- **GIVEN PASSAGE**:
NJ Lighthouse Challenge, Day 2

Sunday

Waking up at 9 a.m. to make sure we hit the free breakfast (with bagels about as good as Lender's-esque bagels warmed in a hotel toaster with individual packets of cream cheese can be), we were on the road a little after 10. We did 266 miles that first day (plus Friday night coming down to Little Silver from Bergen County).

Our first stop was a nice one, HEREFORD, another light-in-the-attic style lighthouse like Sea Girt and Tucker's Island. We pulled into the only open space in the tiny, six-space parking lot at 10:48 a.m. We could've paid $4 each for a short tour that included the top, and we could've spent $7 each for admission to both Hereford and Cape May, but we decided to save the four bucks two combo tickets would've cost and skip Hereford (we did climb Cape May). Hereford is more charming than Tucker's Island because it's more rundown. It's in the midst of ongoing renovation, so someday it will be restored and refurbished, but now the peeling paint and worn wood give the landmark a nostalgiac look. With gardens surrounding the lighthouse, leading down to the beach, Hereford is perhaps the most picturesque stop on the tour. While some of the bulbs were still in colorful bloom, it was no doubt more spectacular only a week or two ago; springtime must be downright stunning. We wandered among the flowers and trees, along the paths in the lawn and out to the small boardwalk that looks out across the sand to the ocean. In one corner of the yard a gate led to the "Shade Garden," and we walked in to a small, almost circular spot beneath a canopy of evergreens and bordered on one side by the gazebo in the yard. Casey sat for a moment on a low, one-foot high stone bench that was cold and a threat to give her hemorrhoids.

- **DATA SHOWN**:
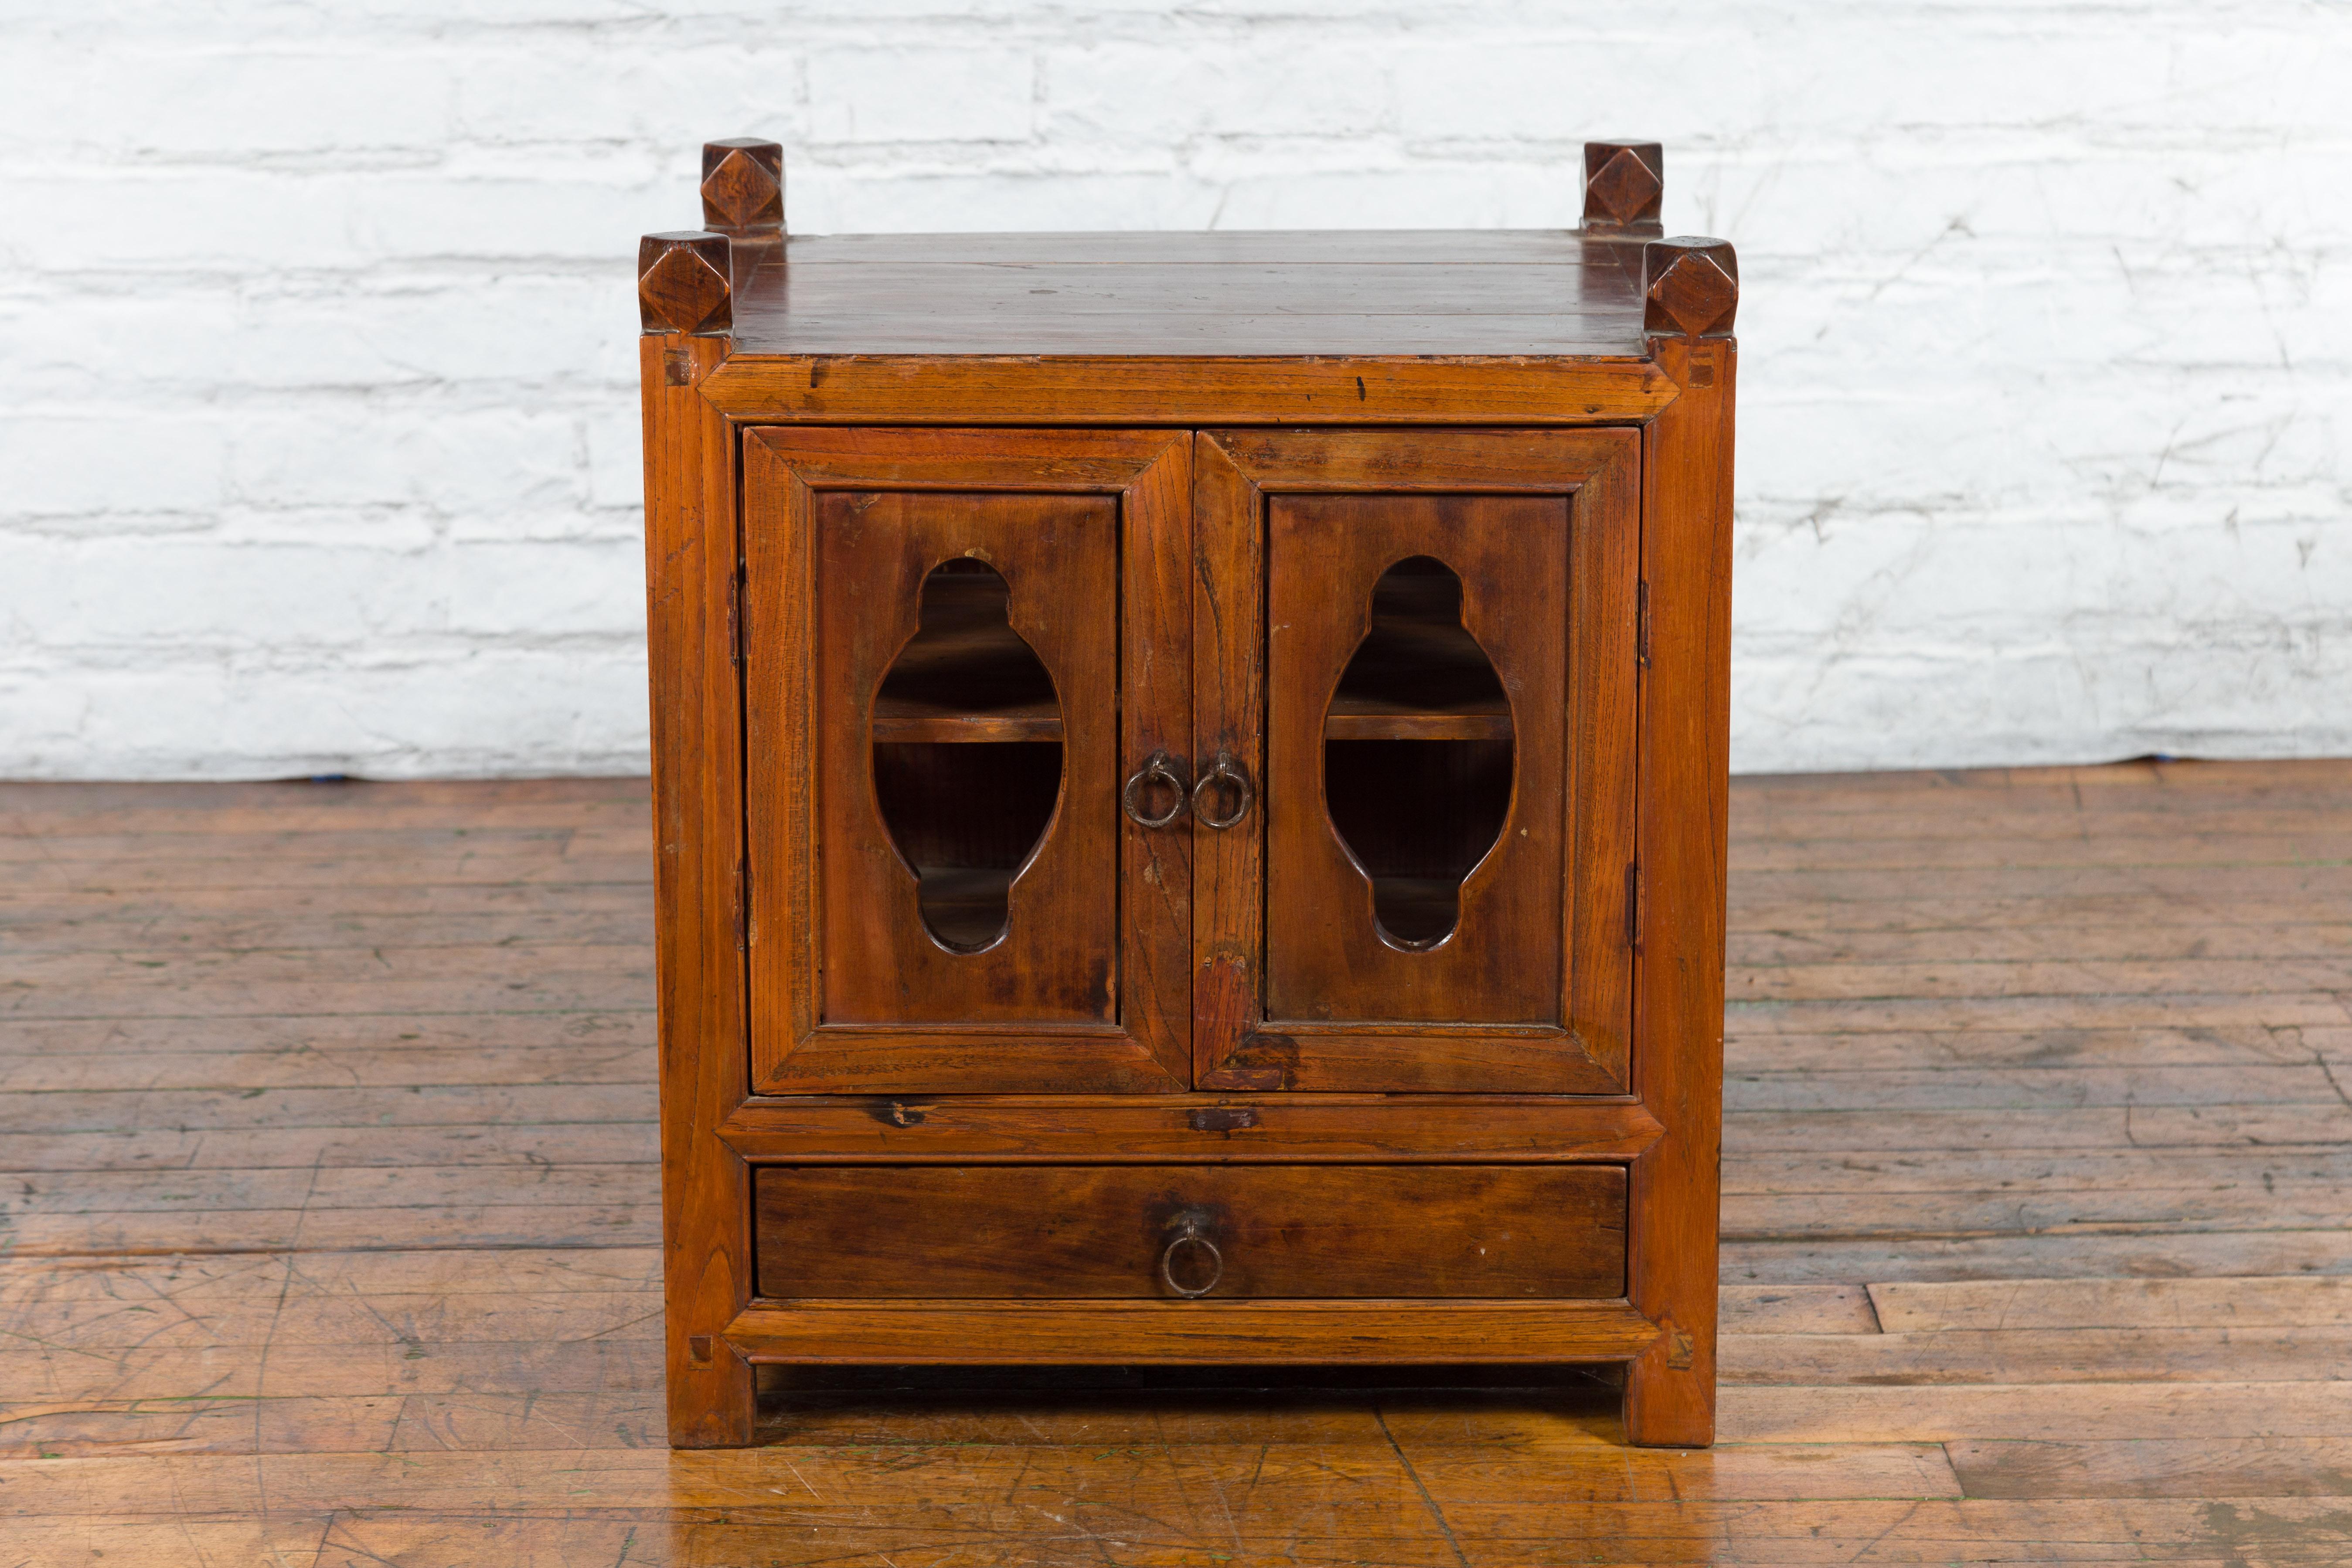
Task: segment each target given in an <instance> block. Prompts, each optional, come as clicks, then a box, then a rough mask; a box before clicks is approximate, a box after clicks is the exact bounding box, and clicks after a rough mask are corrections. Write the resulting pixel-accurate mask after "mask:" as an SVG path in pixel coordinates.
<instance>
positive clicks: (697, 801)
mask: <svg viewBox="0 0 2352 1568" xmlns="http://www.w3.org/2000/svg"><path fill="white" fill-rule="evenodd" d="M724 348H727V346H724V343H722V341H715V339H680V336H654V334H649V336H644V339H640V383H642V388H644V451H647V458H644V602H647V611H644V614H647V644H649V668H652V682H654V686H652V719H654V905H656V912H659V914H656V931H659V936H656V943H654V952H656V994H659V1004H661V1081H663V1084H666V1091H663V1095H661V1201H663V1211H661V1237H663V1248H666V1253H668V1269H666V1281H668V1284H666V1298H663V1309H666V1321H668V1392H670V1441H675V1443H680V1446H687V1448H696V1446H710V1443H739V1441H746V1439H748V1436H750V1420H753V1387H750V1368H748V1366H746V1363H743V1361H741V1356H734V1354H731V1352H727V1349H724V1347H720V1352H717V1354H710V1335H713V1333H715V1331H717V1328H720V1326H722V1324H724V1321H727V1319H731V1316H734V1314H736V1312H741V1309H743V1302H748V1300H750V1255H748V1253H746V1241H748V1237H746V1234H743V1225H741V1199H734V1194H736V1192H739V1190H741V1187H743V1182H746V1180H748V1178H746V1171H743V1161H741V1159H739V1157H736V1152H734V1150H729V1147H727V1145H724V1143H720V1140H717V1138H715V1135H713V1133H715V1128H717V1121H720V1119H724V1117H727V1112H729V1110H731V1107H734V1105H739V1103H741V1100H743V1095H746V1093H748V1088H750V1084H748V1081H746V1063H743V1056H746V1053H743V1041H746V1030H748V1020H746V1011H743V952H741V943H739V940H736V922H739V914H741V912H743V884H741V875H739V872H741V867H743V853H746V846H743V750H741V748H743V726H741V686H739V670H736V642H734V628H731V625H729V616H727V607H729V602H731V583H734V581H736V571H739V562H741V536H739V515H736V465H734V461H731V454H734V433H731V430H729V425H727V421H724V418H722V416H720V414H717V409H713V407H710V402H708V400H703V397H701V395H699V393H696V383H699V381H703V378H706V376H708V374H710V371H713V369H715V367H717V364H720V362H722V360H724ZM673 364H677V367H682V374H675V376H673V374H670V367H673ZM412 875H414V872H412Z"/></svg>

- **WORK REQUEST**: Copy the stretch of the Lighthouse Challenge post from "NJ Lighthouse Challenge, Day" through "from Bergen County).", switching "free breakfast" to "continental breakfast".

- **TASK RESPONSE**:
NJ Lighthouse Challenge, Day 2

Sunday

Waking up at 9 a.m. to make sure we hit the continental breakfast (with bagels about as good as Lender's-esque bagels warmed in a hotel toaster with individual packets of cream cheese can be), we were on the road a little after 10. We did 266 miles that first day (plus Friday night coming down to Little Silver from Bergen County).